TASK INSTRUCTIONS
Extract and repeat verbatim the lines of the data below, starting with the line containing "of the plaid" and ending with the line containing "column 233, row 44", both included.

DATA SHOWN

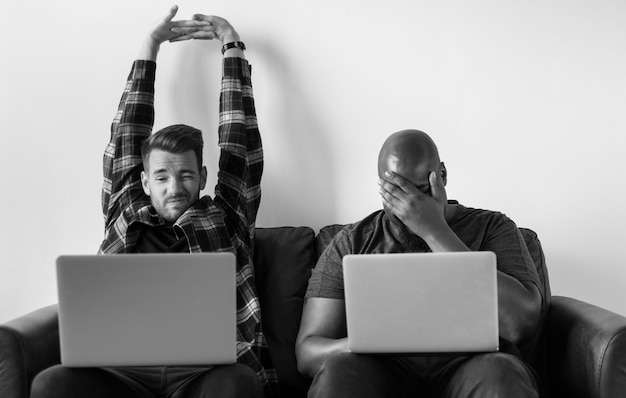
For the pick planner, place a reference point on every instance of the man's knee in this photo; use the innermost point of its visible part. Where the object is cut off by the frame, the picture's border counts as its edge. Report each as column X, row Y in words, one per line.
column 499, row 366
column 497, row 375
column 227, row 381
column 55, row 381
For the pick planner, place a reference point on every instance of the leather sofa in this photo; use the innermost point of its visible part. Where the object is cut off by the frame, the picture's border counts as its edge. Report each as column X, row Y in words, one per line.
column 584, row 352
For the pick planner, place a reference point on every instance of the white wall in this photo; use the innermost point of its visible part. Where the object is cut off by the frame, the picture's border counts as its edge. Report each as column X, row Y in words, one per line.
column 526, row 100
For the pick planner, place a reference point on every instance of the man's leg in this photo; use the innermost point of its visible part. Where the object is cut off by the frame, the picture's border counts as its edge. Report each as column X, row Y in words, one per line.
column 490, row 375
column 232, row 381
column 350, row 375
column 62, row 382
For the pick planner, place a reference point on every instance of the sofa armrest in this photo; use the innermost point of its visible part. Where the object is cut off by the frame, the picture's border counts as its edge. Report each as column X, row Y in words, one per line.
column 28, row 345
column 586, row 350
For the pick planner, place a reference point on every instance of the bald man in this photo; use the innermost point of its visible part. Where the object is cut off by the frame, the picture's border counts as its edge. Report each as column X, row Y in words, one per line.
column 417, row 217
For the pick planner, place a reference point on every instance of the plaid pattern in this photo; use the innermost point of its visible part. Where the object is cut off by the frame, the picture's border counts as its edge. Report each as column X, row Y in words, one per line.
column 225, row 223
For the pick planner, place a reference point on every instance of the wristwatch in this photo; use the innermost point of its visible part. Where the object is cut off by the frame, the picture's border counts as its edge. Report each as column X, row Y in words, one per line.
column 233, row 44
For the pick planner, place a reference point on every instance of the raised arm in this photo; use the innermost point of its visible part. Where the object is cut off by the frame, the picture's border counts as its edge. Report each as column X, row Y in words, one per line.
column 134, row 120
column 238, row 188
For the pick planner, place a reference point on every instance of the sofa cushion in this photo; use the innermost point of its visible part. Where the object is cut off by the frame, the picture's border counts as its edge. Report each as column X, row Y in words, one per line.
column 283, row 259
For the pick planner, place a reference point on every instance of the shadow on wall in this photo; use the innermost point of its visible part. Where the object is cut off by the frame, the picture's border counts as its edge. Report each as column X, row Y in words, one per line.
column 297, row 185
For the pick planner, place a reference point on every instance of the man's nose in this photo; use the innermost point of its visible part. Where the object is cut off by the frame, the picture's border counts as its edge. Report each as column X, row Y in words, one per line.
column 175, row 185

EXPECTED ANSWER
For the pick planner, place a reference point on every instance of the plaid pattern in this photo; use the innermost point of its visible part. Where the object is cut off by the frame, the picture's border counts as its edge. Report each as column X, row Y in words, one per line.
column 225, row 223
For the pick planner, place a reference point on every instance of the wristwatch in this photo; use the innermost point of its visible part. Where the object is cut off by the frame, the picture's border counts as its edge. Report each as column X, row Y in words, one per line.
column 233, row 44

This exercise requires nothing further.